§ **Task requirements**
The pictures are to be omitted when the entries are reproduced exactly.

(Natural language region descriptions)
# # # # # # #
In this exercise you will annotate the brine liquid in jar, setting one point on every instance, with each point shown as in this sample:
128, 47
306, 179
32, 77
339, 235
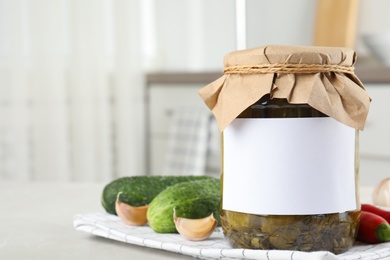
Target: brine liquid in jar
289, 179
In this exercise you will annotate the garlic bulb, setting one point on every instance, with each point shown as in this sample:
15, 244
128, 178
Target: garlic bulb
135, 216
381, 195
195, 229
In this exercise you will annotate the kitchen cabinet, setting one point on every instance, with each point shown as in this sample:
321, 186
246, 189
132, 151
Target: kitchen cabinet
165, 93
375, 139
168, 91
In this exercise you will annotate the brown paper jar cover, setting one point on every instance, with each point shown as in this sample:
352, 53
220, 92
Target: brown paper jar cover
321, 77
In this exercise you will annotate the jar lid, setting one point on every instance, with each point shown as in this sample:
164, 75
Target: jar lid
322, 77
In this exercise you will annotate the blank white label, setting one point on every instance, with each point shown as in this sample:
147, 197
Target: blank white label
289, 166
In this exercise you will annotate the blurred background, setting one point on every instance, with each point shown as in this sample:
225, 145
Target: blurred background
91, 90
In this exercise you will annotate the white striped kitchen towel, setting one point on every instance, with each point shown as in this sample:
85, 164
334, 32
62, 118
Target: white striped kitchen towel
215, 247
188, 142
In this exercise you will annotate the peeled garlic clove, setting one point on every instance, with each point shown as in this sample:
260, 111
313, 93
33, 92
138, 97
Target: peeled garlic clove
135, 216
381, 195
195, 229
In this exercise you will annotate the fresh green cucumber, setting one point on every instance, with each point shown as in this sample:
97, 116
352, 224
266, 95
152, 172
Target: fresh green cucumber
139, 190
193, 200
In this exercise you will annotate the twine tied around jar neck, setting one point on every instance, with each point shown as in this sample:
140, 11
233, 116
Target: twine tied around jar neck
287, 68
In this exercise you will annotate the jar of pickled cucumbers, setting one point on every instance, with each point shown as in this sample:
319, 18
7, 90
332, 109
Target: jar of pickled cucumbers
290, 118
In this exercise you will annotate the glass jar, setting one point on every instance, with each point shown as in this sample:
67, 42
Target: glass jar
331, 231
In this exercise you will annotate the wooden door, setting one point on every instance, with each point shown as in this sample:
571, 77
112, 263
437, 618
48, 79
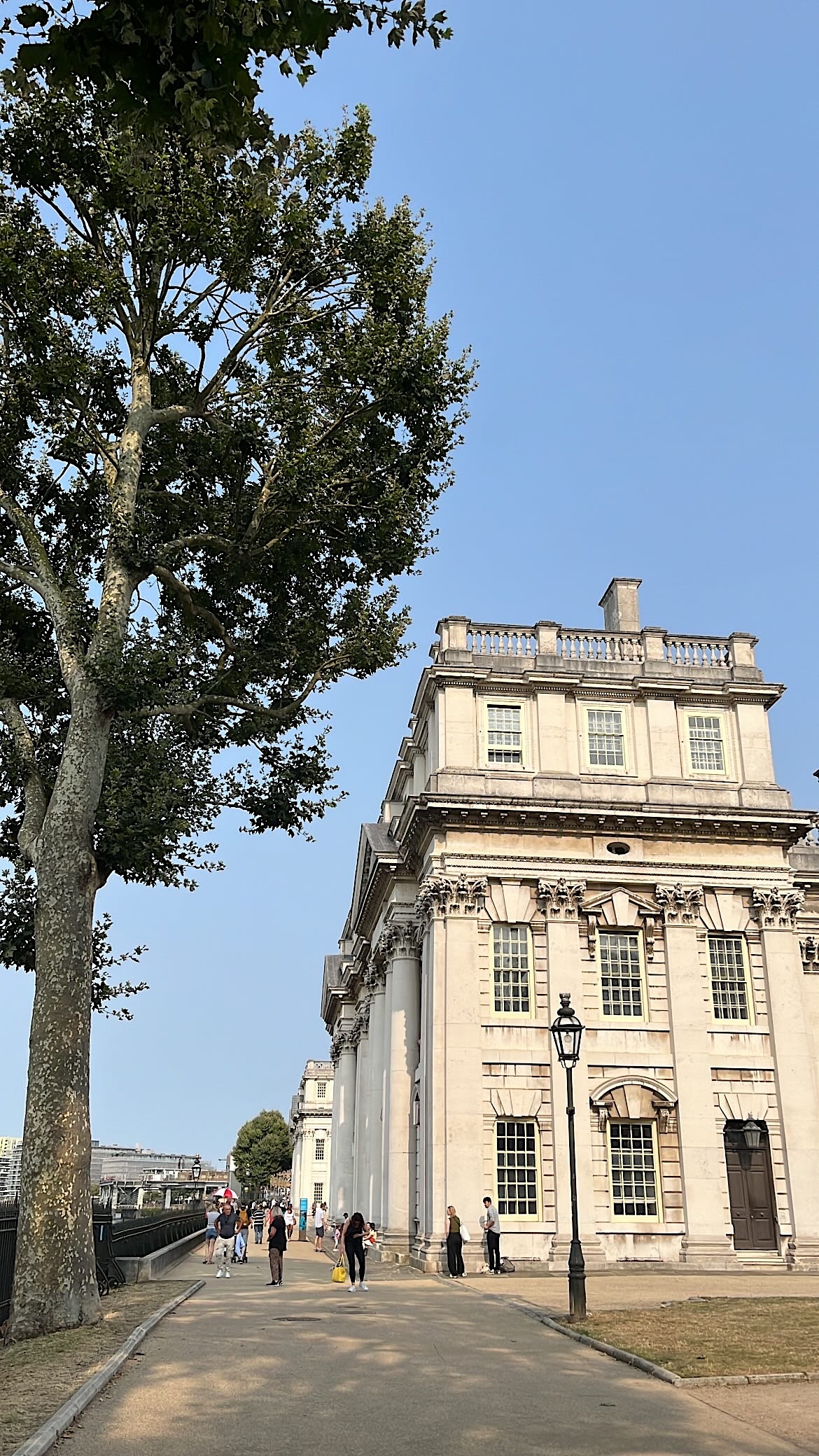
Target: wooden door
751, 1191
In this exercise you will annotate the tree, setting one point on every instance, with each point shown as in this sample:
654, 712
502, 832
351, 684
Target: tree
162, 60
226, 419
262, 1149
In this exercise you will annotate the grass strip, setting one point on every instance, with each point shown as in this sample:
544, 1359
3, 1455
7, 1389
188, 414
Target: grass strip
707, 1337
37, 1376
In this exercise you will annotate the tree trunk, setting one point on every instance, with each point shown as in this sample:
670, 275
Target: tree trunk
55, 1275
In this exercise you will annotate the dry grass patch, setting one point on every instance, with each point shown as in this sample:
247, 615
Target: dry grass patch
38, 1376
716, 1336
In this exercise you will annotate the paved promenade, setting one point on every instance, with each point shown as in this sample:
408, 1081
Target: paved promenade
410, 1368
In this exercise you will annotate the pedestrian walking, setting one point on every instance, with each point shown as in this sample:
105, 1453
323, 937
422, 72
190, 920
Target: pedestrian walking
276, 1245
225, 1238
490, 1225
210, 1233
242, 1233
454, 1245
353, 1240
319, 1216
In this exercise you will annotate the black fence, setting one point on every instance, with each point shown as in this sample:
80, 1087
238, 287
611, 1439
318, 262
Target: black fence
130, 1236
# # # # # # #
§ **Response to this exercise**
In this exercise you will annotate the brine liquid in jar, setting one point on every instance, with each point shown as in this sample:
128, 47
306, 179
32, 77
339, 235
Target: brine liquid in jar
289, 179
In this exercise you will annotate the garlic bulb, setting one point on every instance, with each point shown as in this sample:
15, 244
128, 178
Target: garlic bulb
135, 216
381, 195
195, 229
In this exercise you will annotate the kitchen cabinet, setting one point on every instance, with each point shown as in this sample:
321, 186
246, 189
132, 151
Target: kitchen cabinet
165, 93
375, 139
168, 91
In this exercise you will annotate the brown paper jar cover, setting one point on every instance, with each point shown as in this sample:
352, 53
220, 92
Target: brown paper jar cover
321, 77
In this exercise you will annotate the jar lid, setting one point on every instance, with each point shown as in this sample:
164, 75
Target: jar lid
322, 77
In this exercise you will annotate the blank white label, setting one point on every instance, with each point shown as in this sample:
147, 197
Target: blank white label
289, 166
In this exercise you will annotate the blurred background, setting one point on every instance, with each point shown as in this sample:
225, 145
Target: blurred background
91, 90
In this exercise you will annotate the white striped kitchen towel, setting one point on every instance, with each point shown as in this sample:
85, 164
334, 32
62, 118
Target: white striped kitchen towel
215, 247
188, 142
In this exercise you will annotate the peeled garlic clove, setting one point on every instance, with each point shown as in this sample:
260, 111
313, 93
33, 92
138, 97
Target: peeled garlic clove
135, 216
381, 195
195, 229
In this exercise you will annotate the fresh green cucumber, setting one point on every instance, with each point shown as in this sample:
97, 116
352, 224
266, 95
152, 172
Target: fresh green cucumber
139, 190
193, 200
In this exercise you will annotate the twine tied around jar neck, setting one point on every instance, with each point shown as in this sample:
140, 11
233, 116
Target: twine tied around jar neck
287, 68
In this exercise you will annotate the jar of pickled cucumbers, setting one point on every instance, with each point shown as in this sample:
319, 18
7, 90
332, 109
Target: jar of pickled cucumbers
290, 118
In this exercise you will annotate the glass jar, setting one point on every instance, with each point shown as in this sample:
67, 42
Target: glass jar
331, 231
In this exercise you will annotate the wooden door, setting one point on every instance, with each point shown as in this sample:
571, 77
112, 263
437, 618
48, 79
Target: wooden door
751, 1191
In this exercise you will annotate the tree, setting one point on every instance, with each point shown as in this sample:
654, 712
502, 832
351, 684
Target: tree
162, 60
226, 419
262, 1149
In this exercise you will annotate the grass strip, setting one point on every instance, with each point shown as in this sample:
544, 1359
3, 1455
7, 1389
188, 414
Target: grass strip
707, 1337
37, 1376
In this exercise you will annotate the tree trunk, setting one point on every instance, with each point shown as in this sample:
670, 275
Target: tree trunk
55, 1275
In this exercise you will annotate the dry grass patch, setting one point on every instance, with each point shown as in this sample:
247, 615
Target: dry grass patch
38, 1376
716, 1336
In this exercise you will annotate the paved promenade, setting one point on every instance, with each point shown as in this sample:
408, 1081
Target: paved promenade
410, 1368
In this exercise you will annotate the pedestrian walking, setting one point on every instance, with each point shown as in this sample:
105, 1453
323, 937
422, 72
190, 920
Target: pedestrian walking
276, 1245
225, 1238
490, 1225
210, 1233
242, 1233
454, 1245
353, 1240
319, 1216
In this exercise you will annotate the black fence, setting one point on every instance, with each point shown as in this sample:
80, 1087
238, 287
611, 1439
318, 262
Target: black fence
130, 1236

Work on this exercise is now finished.